*Problem*:
Find each line below where the word "using" occurs, and copy it.

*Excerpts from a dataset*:
- - -

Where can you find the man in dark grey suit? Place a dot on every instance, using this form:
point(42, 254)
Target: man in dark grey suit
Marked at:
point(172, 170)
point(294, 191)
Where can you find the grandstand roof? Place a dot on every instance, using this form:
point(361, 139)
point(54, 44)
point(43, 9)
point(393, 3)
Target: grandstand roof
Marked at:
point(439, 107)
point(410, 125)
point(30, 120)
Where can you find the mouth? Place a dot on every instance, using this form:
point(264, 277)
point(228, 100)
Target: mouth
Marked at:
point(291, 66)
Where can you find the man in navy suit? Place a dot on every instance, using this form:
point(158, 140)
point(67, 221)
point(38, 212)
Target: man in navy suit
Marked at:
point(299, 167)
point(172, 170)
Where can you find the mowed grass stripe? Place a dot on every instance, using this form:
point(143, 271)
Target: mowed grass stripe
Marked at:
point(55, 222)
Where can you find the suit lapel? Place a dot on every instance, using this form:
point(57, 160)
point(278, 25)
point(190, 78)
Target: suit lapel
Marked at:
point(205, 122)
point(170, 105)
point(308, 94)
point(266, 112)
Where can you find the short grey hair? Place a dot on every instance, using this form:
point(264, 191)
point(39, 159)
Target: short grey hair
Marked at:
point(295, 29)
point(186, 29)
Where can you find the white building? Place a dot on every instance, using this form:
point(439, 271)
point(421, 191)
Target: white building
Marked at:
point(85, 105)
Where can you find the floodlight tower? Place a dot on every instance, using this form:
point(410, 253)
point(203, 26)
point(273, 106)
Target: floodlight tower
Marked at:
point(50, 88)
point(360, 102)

- - -

*Answer to this exercise*:
Where can you find the man in dark grey suit? Place a dot on every instance, using this form:
Where can you find the grandstand roof? Place a dot on every instance, using this form:
Where can you find the mouth? Place a dot on every instance, using this form:
Where can you find the man in navy suit? Place a dot on every instance, using this form:
Where can you find the mowed grass stripe? Place a dot on every instance, using this form:
Where can you find the suit lapel? Place a dot on every instance, using this form:
Where can you find the short grey hair? Place a dot on every instance, using this form:
Where can you find the white building? Place a dot on every instance, using this form:
Where can you find the floodlight tower? Place a dot on every instance, using this form:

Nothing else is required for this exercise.